Reproduce the listing that follows with no differences at all.
*** SOURCE MATERIAL Section Begins ***
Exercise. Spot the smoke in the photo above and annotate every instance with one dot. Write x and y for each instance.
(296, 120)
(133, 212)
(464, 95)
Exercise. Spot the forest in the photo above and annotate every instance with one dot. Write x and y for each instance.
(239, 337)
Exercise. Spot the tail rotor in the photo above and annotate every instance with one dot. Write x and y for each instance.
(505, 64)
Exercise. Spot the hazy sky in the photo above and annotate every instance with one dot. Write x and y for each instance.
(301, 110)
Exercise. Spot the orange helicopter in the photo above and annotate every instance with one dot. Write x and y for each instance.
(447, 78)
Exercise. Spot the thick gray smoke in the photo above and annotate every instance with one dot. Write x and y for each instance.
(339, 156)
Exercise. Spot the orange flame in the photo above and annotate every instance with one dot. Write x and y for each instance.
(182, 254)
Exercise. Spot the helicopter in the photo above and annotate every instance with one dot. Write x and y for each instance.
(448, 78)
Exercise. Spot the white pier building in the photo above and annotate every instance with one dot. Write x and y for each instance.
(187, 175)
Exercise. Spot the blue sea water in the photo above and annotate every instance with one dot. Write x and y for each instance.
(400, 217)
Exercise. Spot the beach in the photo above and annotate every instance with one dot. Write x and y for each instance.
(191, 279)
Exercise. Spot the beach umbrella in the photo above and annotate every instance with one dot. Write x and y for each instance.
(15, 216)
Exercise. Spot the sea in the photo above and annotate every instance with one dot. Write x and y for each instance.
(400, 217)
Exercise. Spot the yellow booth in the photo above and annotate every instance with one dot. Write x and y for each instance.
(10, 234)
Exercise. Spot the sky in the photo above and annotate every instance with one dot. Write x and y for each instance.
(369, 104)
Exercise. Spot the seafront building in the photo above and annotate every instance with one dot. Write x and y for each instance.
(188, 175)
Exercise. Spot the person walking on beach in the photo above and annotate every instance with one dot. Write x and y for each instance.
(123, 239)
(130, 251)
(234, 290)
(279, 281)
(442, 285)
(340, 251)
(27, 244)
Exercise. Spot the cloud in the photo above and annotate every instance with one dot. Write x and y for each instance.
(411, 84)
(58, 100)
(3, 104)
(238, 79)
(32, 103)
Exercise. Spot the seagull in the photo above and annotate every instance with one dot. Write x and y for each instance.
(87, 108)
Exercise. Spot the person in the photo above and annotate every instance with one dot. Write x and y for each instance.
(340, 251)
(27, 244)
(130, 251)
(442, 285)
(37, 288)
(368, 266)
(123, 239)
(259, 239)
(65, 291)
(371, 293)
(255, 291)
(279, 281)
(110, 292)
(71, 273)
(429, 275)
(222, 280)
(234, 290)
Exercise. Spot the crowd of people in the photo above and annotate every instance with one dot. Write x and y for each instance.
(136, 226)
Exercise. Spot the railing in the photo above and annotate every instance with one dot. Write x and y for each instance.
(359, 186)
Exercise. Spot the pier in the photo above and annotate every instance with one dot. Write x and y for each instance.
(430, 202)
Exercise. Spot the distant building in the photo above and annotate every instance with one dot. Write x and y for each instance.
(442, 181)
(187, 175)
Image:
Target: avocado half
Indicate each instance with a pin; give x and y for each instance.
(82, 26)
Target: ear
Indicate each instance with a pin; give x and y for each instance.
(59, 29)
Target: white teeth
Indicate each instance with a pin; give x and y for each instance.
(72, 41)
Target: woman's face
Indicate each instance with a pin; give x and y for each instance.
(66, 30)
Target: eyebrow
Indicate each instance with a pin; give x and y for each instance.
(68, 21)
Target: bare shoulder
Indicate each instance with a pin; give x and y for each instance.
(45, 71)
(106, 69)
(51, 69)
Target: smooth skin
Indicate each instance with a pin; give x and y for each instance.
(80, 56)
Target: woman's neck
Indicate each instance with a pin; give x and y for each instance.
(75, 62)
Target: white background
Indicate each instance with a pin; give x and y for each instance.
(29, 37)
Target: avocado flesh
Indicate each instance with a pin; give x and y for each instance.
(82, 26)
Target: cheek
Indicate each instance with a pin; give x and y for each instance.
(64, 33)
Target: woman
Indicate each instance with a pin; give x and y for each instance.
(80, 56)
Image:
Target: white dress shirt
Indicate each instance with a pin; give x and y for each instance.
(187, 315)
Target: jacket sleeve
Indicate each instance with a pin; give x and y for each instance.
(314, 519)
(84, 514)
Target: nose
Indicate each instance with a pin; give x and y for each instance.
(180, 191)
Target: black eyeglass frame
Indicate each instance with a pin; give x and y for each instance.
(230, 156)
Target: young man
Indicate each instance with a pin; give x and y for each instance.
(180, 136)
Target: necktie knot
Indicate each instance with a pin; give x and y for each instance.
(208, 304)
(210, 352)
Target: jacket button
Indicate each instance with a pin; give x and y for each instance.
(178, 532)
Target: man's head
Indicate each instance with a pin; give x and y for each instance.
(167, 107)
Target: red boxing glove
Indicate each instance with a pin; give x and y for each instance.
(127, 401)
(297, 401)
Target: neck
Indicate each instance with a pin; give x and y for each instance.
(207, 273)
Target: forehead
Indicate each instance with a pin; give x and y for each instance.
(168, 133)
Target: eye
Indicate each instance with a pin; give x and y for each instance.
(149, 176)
*** SOURCE MATERIAL Section Ends ***
TASK SOLUTION:
Exercise. Spot the smoke in the photo above and annotate every instance with one dot. Write x and y for each instance.
(296, 120)
(133, 212)
(464, 95)
Exercise. Spot the forest in the photo above and annotate every instance with one dot. Write x and y for each instance.
(239, 337)
Exercise. Spot the tail rotor in the photo above and annotate every instance with one dot. Write x and y for each instance.
(505, 64)
Exercise. Spot the hazy sky in the photo above and annotate every instance with one dot. Write x and y for each instance.
(301, 110)
Exercise. Spot the orange helicopter in the photo above and annotate every instance with one dot. Write x and y for each instance.
(447, 78)
Exercise. Spot the thick gray smoke in the photo above and annotate every instance with one dot. Write x and y for each instance.
(339, 156)
Exercise. Spot the orange flame in the photo above and annotate every instance with one dot. Write x and y for each instance.
(182, 254)
Exercise. Spot the helicopter in the photo above and annotate every instance with one dot. Write x and y for each instance.
(448, 78)
Exercise. Spot the white pier building in the photo above and annotate every instance with one dot. Write x and y for each instance.
(187, 175)
Exercise. Spot the blue sea water in the photo above and annotate every instance with one dot. Write x and y for each instance.
(400, 217)
Exercise. Spot the beach in the photo above and annotate every instance with one dot. Write x and y for each instance.
(191, 279)
Exercise. Spot the beach umbrella in the photo above and annotate every instance with one dot. Write x and y for each instance.
(15, 216)
Exercise. Spot the sea in the photo above and annotate every instance with one dot. Write x and y for each instance.
(400, 217)
Exercise. Spot the yellow booth in the photo above and annotate every instance with one dot. Write x and y for each instance.
(10, 234)
Exercise. Spot the sky in the photo above and annotate every instance with one dot. Write x and y for each instance.
(369, 104)
Exercise. Spot the seafront building in the photo above and annotate every instance with one dot. Write x and y for each instance.
(188, 175)
Exercise. Spot the person walking on beach in the photo above and annotate every instance with one dot. Write x and y for each instance.
(123, 239)
(130, 251)
(234, 290)
(279, 281)
(442, 285)
(340, 251)
(27, 244)
Exercise. Spot the cloud in the photo above and annotate every instance with one dot. Write x and y for each instance.
(411, 84)
(58, 100)
(3, 104)
(238, 79)
(32, 103)
Exercise. Spot the seagull in the photo above and annotate every instance with one dot. Write x and y for each instance.
(87, 108)
Exercise. Spot the person in the photo above and annotate every instance with one dot. Write x and y for each instance.
(340, 251)
(27, 244)
(130, 251)
(442, 285)
(37, 288)
(368, 266)
(123, 239)
(259, 239)
(65, 291)
(371, 293)
(255, 291)
(279, 281)
(110, 292)
(71, 273)
(429, 275)
(222, 280)
(234, 290)
Exercise. Spot the crowd of people in the photo above and annotate every instance with one dot. Write x and y for each instance.
(136, 226)
Exercise. Spot the railing in the photo above and annotate every instance with one dot. Write x and y for each instance.
(359, 186)
Exercise. Spot the pier in the photo above and annotate every instance with one dot. Write x and y for each instance.
(430, 202)
Exercise. Spot the distant building in the photo above and annotate every instance with one dot. Write x and y for each instance.
(442, 181)
(187, 175)
Image:
Target: avocado half
Indicate each instance with a pin; give x and y for each instance.
(82, 26)
Target: ear
Indicate each instance with a pin; give x and y for each instance.
(59, 29)
Target: white teeth
Indicate each instance with a pin; give x and y for each instance.
(72, 41)
Target: woman's face
Indicate each instance with a pin; give x and y for each instance.
(66, 30)
Target: eyebrow
Indicate each instance with a pin; give x and y for each instance.
(68, 21)
Target: bare shoulder
Indicate each instance with a pin; give x and y for each instance.
(45, 71)
(106, 69)
(51, 69)
Target: smooth skin
Indicate each instance with a pin; give x and y for each instance.
(80, 56)
Target: woman's neck
Indicate each instance with a pin; give x and y for each instance.
(75, 62)
Target: white background
Indicate each instance with a pin; give x and y for each instance.
(29, 37)
Target: avocado flesh
Indicate each instance with a pin; give x and y for each instance.
(82, 26)
Target: cheek
Indicate each instance with a pin; give x and y for each instance.
(64, 33)
Target: woman
Indicate each instance with a pin; give x and y for each instance.
(80, 56)
Image:
Target: white dress shirt
Indicate each instance with a pin; give x and y for each instance.
(187, 315)
Target: jacket sleeve
Indicate each instance with a pin; give x and y for each instance.
(314, 519)
(84, 514)
Target: nose
Indicate each instance with a pin; give x and y for each instance.
(180, 191)
Target: black eyeglass frame
Indicate each instance with a pin; give x and y for each instance.
(230, 156)
Target: young man
Indicate each instance with a pin; give x and y for each instance.
(180, 136)
Target: necktie knot
Indicate each instance with a pin; give x and y for each instance.
(208, 304)
(210, 352)
Target: jacket button
Indicate each instance with a pin; give x and y for each instance.
(178, 532)
Target: man's head
Indicate each instance with a pin; give x and y for each instance.
(167, 107)
Target: red boxing glove
Indicate each instance with a pin; give x and y for each instance.
(127, 401)
(297, 401)
Target: neck
Indicate each instance with a pin; give x and y for each instance.
(207, 273)
Target: forehead
Indicate each instance with a pin; give x and y for each instance.
(168, 133)
Target: eye
Indicate each instance with a pin; give x and y for each instance.
(149, 176)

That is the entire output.